## ФРАГМЕНТ СТРАНИЦЫ
——————————

Бабушка до девяноста пяти прожила. А когда умирала, передала эту памятку самому младшему в нашем роду.
Зарок блокадницы
Заговорили о неустроенности, о бедах сегодняшнего бытия, о всевозможных недостатках, о болезнях, которые косят людей, – что за жизнь? Что за век?
Кое-кто вздохнул, кое-кто охнул, а кое-кто даже слезу пустил. И только одна старая Наталья Александровна невозмутимо улыбнулась.
– После войны я ни разу не плакала. Грех великий плакать, кто пережил блокаду да войну.
Из войны
– Я не люблю про войну вспоминать. В школу зовут на вечер – нет, говорю, я думать про войну не могу, а не то что рассказывать.
В сорок втором меня призвали, восемнадцать полных не было, и на Волховский фронт, в минерный батальон из девушек. По ночам от мин расчищали нейтральную полосу, подготавливали для наступающих танков и пехоты. Мины свои, мины немецкие – поди, угадай, как они установлены. Ну и рвались. Много наших девушек подорвалось, многие калеками стали. Под Москвой живет моя подруга, двадцать третьего года рождения. Зоя. Без обеих ног.
Раз прислали к нам парней-казахов. Ничего не умеют. Один – ночью было – кричит с полосы:
– Где тут мины? Ничего не видно.
– Зоя, говорю, иди. Помоги ему. Зоя только ступила – бах.
На моей, на моей совести эта девушка. Я дала двести грамм крови, а ног не дашь. Теперь вот все пишет: приезжай да приезжай. А как я поеду? Как ей в глаза гляну?
Ужасы блокады
Анна с ужасом вспоминает блокаду: ее почти год не выпускали на улицу. Почему? Потому, что она была полненькая, розовенькая девочка (мать работала на фабрике пищеконцентратов) и дома боялись, что ее съедят.
За годы блокады семья Анны завела три сейфа. А колец, серег, браслетов – этого не сосчитать.
6 декабря 1974
Свой парень
Лида, бухгалтер, попала в беду: пять месяцев без работы! Выгнали за то, что отказалась подписать фальшивые документы на списание уцененных товаров.
Дело разбирал комитет народного контроля, партбюро – все признали: честный человек Лида. Немедленно восстановить на работе.
Но Москва уперлась: нет и нет. Потому что восстановить на работе Лиду – значит признать виновной Т., а заодно с нею и кое-кого из московских тузов. Одна шайка-лейка. Да и первого секретаря РК пришлось бы потревожить: она горой встала за Т. (…)

——————————

Записи данных
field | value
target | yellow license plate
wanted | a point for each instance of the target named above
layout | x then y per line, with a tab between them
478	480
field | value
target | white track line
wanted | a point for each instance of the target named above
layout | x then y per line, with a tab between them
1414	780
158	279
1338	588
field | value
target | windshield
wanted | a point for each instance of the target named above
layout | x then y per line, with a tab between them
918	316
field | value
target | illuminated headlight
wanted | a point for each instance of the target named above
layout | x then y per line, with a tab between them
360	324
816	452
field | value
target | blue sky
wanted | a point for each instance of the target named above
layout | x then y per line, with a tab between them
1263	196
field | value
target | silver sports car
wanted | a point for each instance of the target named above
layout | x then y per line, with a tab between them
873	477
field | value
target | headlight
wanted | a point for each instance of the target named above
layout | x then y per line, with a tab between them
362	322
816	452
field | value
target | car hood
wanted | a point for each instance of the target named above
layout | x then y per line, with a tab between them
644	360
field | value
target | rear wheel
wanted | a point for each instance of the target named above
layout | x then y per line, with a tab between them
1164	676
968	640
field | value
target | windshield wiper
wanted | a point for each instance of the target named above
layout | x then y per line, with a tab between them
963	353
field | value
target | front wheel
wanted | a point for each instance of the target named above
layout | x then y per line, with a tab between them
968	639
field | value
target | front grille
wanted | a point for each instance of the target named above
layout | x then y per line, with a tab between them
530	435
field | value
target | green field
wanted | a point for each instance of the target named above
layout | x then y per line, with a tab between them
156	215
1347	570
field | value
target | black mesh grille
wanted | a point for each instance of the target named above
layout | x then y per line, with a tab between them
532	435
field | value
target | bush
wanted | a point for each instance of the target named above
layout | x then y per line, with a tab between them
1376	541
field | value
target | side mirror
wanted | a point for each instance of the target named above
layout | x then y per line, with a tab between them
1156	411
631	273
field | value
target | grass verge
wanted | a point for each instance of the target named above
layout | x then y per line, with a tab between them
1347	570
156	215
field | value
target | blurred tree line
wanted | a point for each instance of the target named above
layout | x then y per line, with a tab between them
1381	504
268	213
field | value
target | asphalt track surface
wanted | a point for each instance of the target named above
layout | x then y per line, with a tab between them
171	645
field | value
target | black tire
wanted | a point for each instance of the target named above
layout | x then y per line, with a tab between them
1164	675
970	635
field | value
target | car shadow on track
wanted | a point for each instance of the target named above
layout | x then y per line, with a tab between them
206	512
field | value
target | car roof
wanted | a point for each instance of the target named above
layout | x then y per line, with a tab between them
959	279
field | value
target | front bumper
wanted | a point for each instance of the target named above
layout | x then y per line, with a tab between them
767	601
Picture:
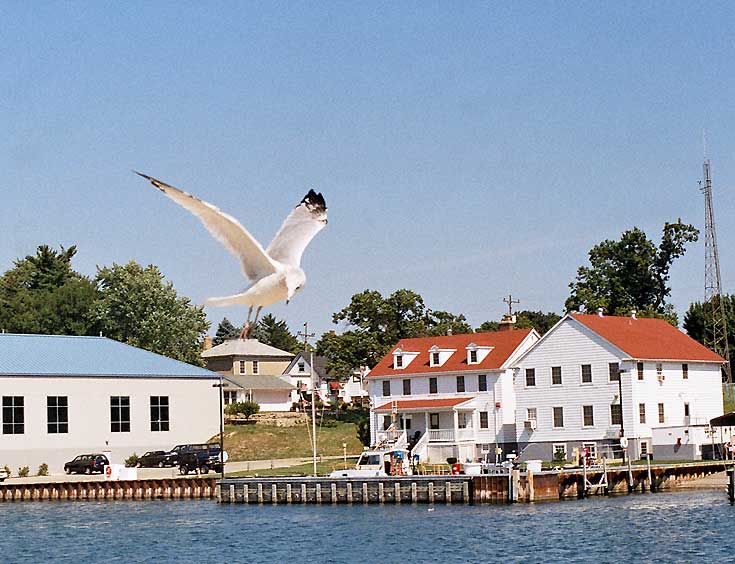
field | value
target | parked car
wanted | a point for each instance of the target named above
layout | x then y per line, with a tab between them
201	458
87	464
172	456
153	458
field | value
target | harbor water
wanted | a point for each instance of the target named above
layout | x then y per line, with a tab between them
664	527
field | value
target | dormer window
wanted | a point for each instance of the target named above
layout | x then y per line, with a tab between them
476	353
399	362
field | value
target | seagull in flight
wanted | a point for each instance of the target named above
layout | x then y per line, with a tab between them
275	273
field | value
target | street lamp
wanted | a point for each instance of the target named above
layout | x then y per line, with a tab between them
622	418
221	386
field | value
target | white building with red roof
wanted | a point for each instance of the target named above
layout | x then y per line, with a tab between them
592	379
453	395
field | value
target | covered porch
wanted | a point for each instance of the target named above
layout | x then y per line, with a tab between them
437	428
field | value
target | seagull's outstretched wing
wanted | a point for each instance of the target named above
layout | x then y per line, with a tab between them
226	229
299	228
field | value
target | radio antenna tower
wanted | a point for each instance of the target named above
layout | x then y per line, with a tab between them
715	323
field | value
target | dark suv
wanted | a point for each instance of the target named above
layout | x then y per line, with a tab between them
200	458
87	464
153	458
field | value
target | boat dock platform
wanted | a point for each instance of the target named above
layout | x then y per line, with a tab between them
463	489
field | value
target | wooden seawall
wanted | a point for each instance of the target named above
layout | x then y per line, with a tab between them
393	490
442	489
180	488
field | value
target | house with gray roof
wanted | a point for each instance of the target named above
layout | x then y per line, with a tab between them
252	372
67	395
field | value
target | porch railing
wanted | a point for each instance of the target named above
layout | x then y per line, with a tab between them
448	435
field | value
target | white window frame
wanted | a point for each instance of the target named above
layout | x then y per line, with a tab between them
554	446
553	417
592	446
584	425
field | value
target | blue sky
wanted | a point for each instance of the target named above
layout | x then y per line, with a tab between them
466	150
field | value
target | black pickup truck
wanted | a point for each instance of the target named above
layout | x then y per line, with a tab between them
200	458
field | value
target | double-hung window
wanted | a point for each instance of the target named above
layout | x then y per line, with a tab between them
586	373
588	416
484	419
558	417
13	415
556	375
614	368
159	413
616	414
120	414
386	387
57	414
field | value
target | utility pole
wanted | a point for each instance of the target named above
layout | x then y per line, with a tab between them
713	308
306	335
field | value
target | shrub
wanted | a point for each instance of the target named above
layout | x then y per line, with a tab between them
244	408
363	432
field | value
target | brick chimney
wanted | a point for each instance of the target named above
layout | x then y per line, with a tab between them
507	323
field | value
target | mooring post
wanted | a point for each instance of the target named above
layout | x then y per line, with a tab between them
631	486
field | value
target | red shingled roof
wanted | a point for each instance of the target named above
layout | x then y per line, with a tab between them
423	404
504	343
647	338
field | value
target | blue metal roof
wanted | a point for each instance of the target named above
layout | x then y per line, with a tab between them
62	355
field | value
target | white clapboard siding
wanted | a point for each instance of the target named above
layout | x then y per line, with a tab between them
570	345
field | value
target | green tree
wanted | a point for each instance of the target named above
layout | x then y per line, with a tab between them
696	320
275	332
631	273
137	306
43	294
225	331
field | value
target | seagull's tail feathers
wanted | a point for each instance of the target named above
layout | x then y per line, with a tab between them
237	299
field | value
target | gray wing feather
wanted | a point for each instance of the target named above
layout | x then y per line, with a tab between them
226	229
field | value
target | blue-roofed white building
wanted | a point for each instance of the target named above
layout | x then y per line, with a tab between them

——————————

## ЗАДАНИЕ
Продолжите фрагмент страницы о войне, блокаде и бухгалтере Лиде, начав сразу после его последнего предложения. Эти записи никак не связаны с фрагментом страницы.

## ОТВЕТ К ЗАДАНИЮ
Мне начали названивать разные люди:
– Федор Александрович, да что же это у нас делается? Человек пропадает за правду! Где мы живем? До ручки довели бабу. Затравили. С голоду подыхает, белье продает. И если бы, говорит, не ребенок малый, давно бы петлю на шею накинула.
Не хотелось мне влезать в эту грязь – время, нервы, а с другой стороны, если я не помогу, если другой не поможет, то кто же поможет?
Пошел в обком к А. Нравился мне этот человек. Простой, демократичный. Не глуп. Умеет пошутить, выпить, наконец, не дурак. А его прошлое? Помню, козырнул как-то в разговоре с ним своим ранением: дескать, воевал. Немецкими пулями на теле записан патриотизм.
– А у меня, Федор Александрович, тоже сорок девять дырок в теле, – очень скромно, как бы между прочим заметил А.
Я так и присел. А потом кое-какие подробности из его фронтовой жизни и до меня дошли. Рядовой матрос. Бесстрашно, с одной финкой в зубах на врага ползал. Двумя орденами Славы, тремя медалями «За боевые заслуги» награжден, а этими наградами, как известно, и в войну не кидались. Свой, одним словом, парень, нашенский, как сказал о нем один приятель.
Встретил меня А. радушно, просто, вышел из-за стола (так теперь заведено у крупных партийных работников, так меня и Демичев встречал), от души пожал руку.
– Ну как живем-можем, Федор Александрович? Как здоровье? Как творческие успехи?
– Благодарю, вашими молитвами.
– Ну, ежели нашими молитвами – отлично. Мы тут частенько молимся за здоровье творческой интеллигенции. На этот счет у обкома взгляды широкие – признаем Господа Бога.
В таком вот непринужденном тоне – с шутками, с прибаутками – мы поговорили о моем круизе вокруг Европы, дали надлежащую – партийную – оценку поступку Рябкова, оставшегося в Англии, и только после этого я начал излагать суть дела, по поводу которого я пришел.
– Так, так, – время от времени кивал мне А. – Дальше. – И лицо его при этом все более и более каменело.
Я решил зайти с другой стороны – может, там у него незащищенное место? Стыд ведь, срам, говорю. Вся организация взбудоражена. Весь город языком чешет. Обком треплют…
– Разберемся, – бесстрастно роняет А., и кумачовое, чернобровое лицо его еще больше мрачнеет.
– Да чего разбираться-то! – уже совсем выхожу из себя. – Разобрались. Народный контроль разбирался, партбюро. Все сказали: покарать жуликов!
– Разобраться всегда полезно, товарищ Абрамов.
Да, уже не Федор Александрович, а товарищ Абрамов. И с угрозой, с начальственным рыком в голосе.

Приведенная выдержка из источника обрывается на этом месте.